§ **Tarea asignada A**:
Por favor, expresa como una lista JSON de cadenas las líneas de las filas que van desde el comienzo de las filas hasta la línea que contiene "point(43, 526)", ambas incluidas. Usa una cadena por línea y omite las líneas en blanco.

Uno de los autos de fe más conocidos fue el ejecutado por el franciscano Diego de Landa, quien, el 12 de julio de 1562, castigó atrozmente a un buen número de sacerdotes mayas en Maní, Yucatán, que en ese entonces era parte de la Audiencia de Guatemala.
Fueron azotados, trasquilados y les fueron puestos sambenitos. “(Otros), de tristeza engañados del demonio, se ahorcaron y que en común todos mostraron mucho arrepentimiento y voluntad de ser buenos Christianos”, consigna el propio sacerdote en su libro Relación de las Cosas de Yucatán.
France V. Scholes y Eleanor B. Adams, en su libro Don Diego Quijada, alcalde mayor de Yucatán, 1561-1565, describen que aquellos autos de fe eran tan crueles que, tras los azotes, al nativo “lo colgaban públicamente en la ramada de la iglesia, por las muñecas y echándole mucho peso a los pies y quemándole la espalda y la barriga”. Esa es la razón por la que muchos “se arrepentían”.
De Landa también incineró una gran cantidad de códices —algunas fuentes indican que fueron al menos 27, aunque otras aseguran que fueron otras decenas más—. Junto a esos papeles mandó a destruir más de cinco mil objetos de culto que habían sido descubiertos en una cueva.
El objetivo de la incineración fue erradicar las prácticas religiosas mayas prehispánicas, representadas, sobre todo, por estatuillas, ídolos y códices, objetos que De Landa consideró “obra del demonio”.
“En la provincia de Yucatán (…) había unos libros de hojas a su modo encuadernados o plegados, en que tenían los indios sabios la distribución de sus tiempos, y conocimiento de plantas y animales, y otras cosas naturales, y sus antiguallas; cosa de grande curiosidad y diligencia. Pareciole a un doctrinero que todo aquello debía de ser hechizos y arte mágica, y porfió que se debían de quemar, y quemáronse aquellos libros, lo cual sintieron después no solo los indios, sino españoles curiosos, que deseaban saber los secretos de aquella tierra (…) Esto sucede de un celo necio, que sin saber, ni aun querer saber las cosas de los indios, a carga cerrada dice, que todas son hechicerías”, escribió el padre José de Acosta (1539-1600) en su Historia natural y moral de las Indias.
De Landa, en su Relación, también consigna lo que hizo: “Hallámosles gran número de libros de estas sus letras, y porque no tenían cosa en que no hubiese superstición y falsedades del demonio, se los quemamos todos, lo cual sentían a maravilla y les daba pena”.
Los únicos códices que se salvaron —al menos descubiertos hasta ahora— son los que se encuentran en Madrid —conocido como Tro-Cortesiano—, París —Peresiano— y Dresde, Alemania.
Alonso de Zorita, escritor y burócrata español, escribió en 1540 que vio libros prehispánicos en el altiplano de Guatemala, en los cuales “narraban su historia de más de 800 años atrás y que fueron interpretados por indígenas muy ancianos”. Fray Bartolomé de las Casas se lamentó cuando descubrió que muchos de los manuscritos mayas fueron destruidos. “Estos libros fueron vistos por nuestros clérigos, y yo aún pude ver restos quemados por los monjes aparentemente porque ellos pensaron que podrían dañar a los indígenas en materia de religión, ya que se encontraban al inicio de su conversión”, escribió en el siglo XVI.

§ **Las filas**:
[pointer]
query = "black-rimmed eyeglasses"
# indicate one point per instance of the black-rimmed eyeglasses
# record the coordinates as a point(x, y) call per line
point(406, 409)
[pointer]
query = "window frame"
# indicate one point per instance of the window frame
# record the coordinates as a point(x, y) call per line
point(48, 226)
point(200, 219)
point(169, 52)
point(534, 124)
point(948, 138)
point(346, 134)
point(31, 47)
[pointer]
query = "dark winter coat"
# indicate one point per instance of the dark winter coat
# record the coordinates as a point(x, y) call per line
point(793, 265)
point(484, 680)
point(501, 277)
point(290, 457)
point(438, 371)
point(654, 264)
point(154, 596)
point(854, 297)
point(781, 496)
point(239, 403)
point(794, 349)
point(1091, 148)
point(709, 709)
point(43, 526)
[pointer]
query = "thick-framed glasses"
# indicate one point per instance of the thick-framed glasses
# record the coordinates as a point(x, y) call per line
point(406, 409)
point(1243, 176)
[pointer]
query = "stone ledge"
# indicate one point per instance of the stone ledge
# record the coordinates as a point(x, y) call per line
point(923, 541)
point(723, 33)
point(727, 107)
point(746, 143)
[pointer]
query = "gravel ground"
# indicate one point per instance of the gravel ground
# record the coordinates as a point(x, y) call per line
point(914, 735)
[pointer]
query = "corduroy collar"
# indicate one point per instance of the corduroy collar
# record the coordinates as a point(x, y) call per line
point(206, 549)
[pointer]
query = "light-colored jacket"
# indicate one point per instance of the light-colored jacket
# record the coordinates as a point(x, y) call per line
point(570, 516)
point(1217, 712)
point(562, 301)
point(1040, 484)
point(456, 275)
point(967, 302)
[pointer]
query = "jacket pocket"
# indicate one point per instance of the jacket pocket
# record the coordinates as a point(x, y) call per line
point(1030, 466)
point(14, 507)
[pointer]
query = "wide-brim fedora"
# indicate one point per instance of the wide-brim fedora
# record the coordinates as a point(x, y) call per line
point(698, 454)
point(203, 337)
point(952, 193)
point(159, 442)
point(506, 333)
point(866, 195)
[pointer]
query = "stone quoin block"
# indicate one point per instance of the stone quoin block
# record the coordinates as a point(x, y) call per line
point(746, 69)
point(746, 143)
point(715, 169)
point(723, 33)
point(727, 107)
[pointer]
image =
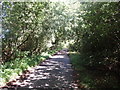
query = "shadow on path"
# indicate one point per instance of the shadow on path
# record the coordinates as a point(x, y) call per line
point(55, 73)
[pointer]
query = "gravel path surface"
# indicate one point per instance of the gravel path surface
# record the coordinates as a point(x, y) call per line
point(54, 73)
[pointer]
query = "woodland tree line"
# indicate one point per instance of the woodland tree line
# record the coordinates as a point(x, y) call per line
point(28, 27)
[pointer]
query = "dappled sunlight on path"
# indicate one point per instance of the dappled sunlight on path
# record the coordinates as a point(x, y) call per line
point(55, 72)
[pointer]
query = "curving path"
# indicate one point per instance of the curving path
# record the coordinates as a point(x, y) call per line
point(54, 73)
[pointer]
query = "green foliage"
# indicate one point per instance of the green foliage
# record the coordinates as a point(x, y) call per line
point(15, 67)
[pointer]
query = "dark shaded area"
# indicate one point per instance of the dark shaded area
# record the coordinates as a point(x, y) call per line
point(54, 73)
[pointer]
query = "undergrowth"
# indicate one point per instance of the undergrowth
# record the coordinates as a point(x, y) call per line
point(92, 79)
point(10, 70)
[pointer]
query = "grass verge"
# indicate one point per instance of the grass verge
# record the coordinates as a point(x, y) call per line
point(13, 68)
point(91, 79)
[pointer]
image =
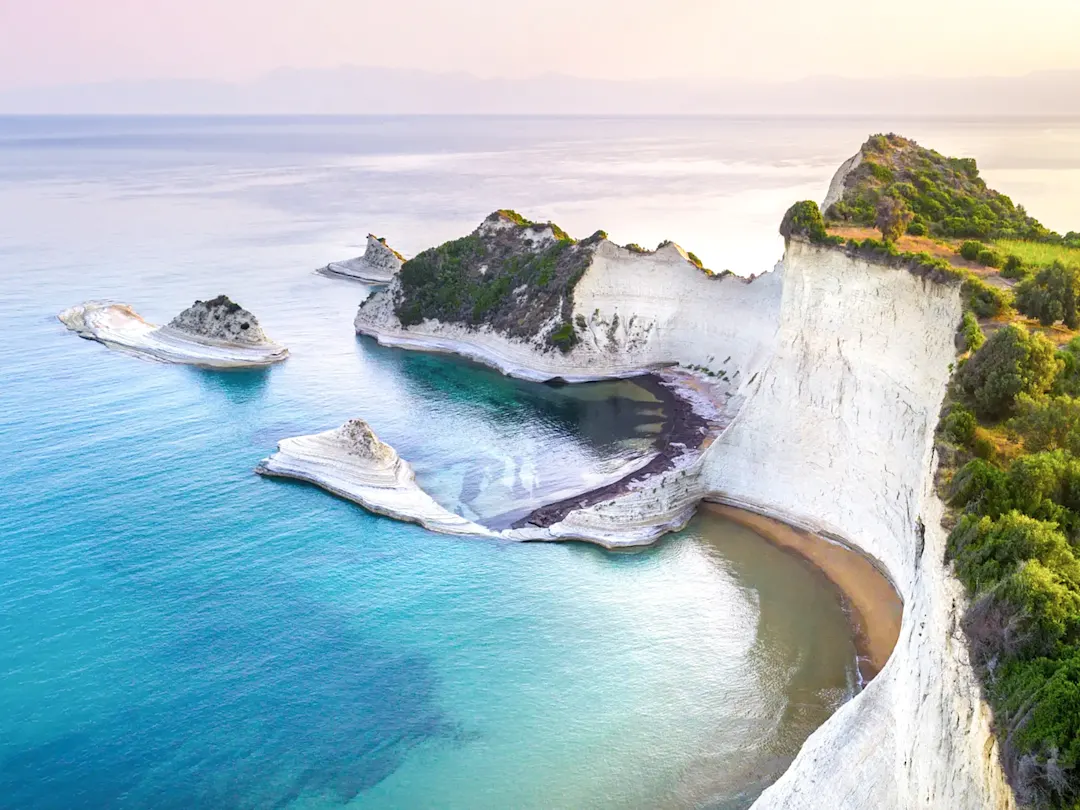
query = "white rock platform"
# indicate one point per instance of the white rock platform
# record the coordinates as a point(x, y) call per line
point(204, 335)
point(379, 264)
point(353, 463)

§ **Tarea asignada B**:
Según el extracto sobre Diego de Landa, ¿en qué fecha castigó a los sacerdotes mayas en Maní?

§ **Respuesta final A**:
[
  "[pointer]",
  "query = \"black-rimmed eyeglasses\"",
  "# indicate one point per instance of the black-rimmed eyeglasses",
  "# record the coordinates as a point(x, y) call per line",
  "point(406, 409)",
  "[pointer]",
  "query = \"window frame\"",
  "# indicate one point per instance of the window frame",
  "# record the coordinates as a point(x, y) call per line",
  "point(48, 226)",
  "point(200, 219)",
  "point(169, 52)",
  "point(534, 124)",
  "point(948, 138)",
  "point(346, 134)",
  "point(31, 47)",
  "[pointer]",
  "query = \"dark winter coat\"",
  "# indicate one point per instance of the dark winter coat",
  "# record the coordinates as a point(x, y) call per line",
  "point(793, 265)",
  "point(484, 680)",
  "point(501, 277)",
  "point(290, 457)",
  "point(438, 371)",
  "point(654, 264)",
  "point(154, 596)",
  "point(854, 297)",
  "point(781, 496)",
  "point(239, 403)",
  "point(794, 349)",
  "point(1091, 148)",
  "point(709, 709)",
  "point(43, 526)"
]

§ **Respuesta final B**:
El 12 de julio de 1562.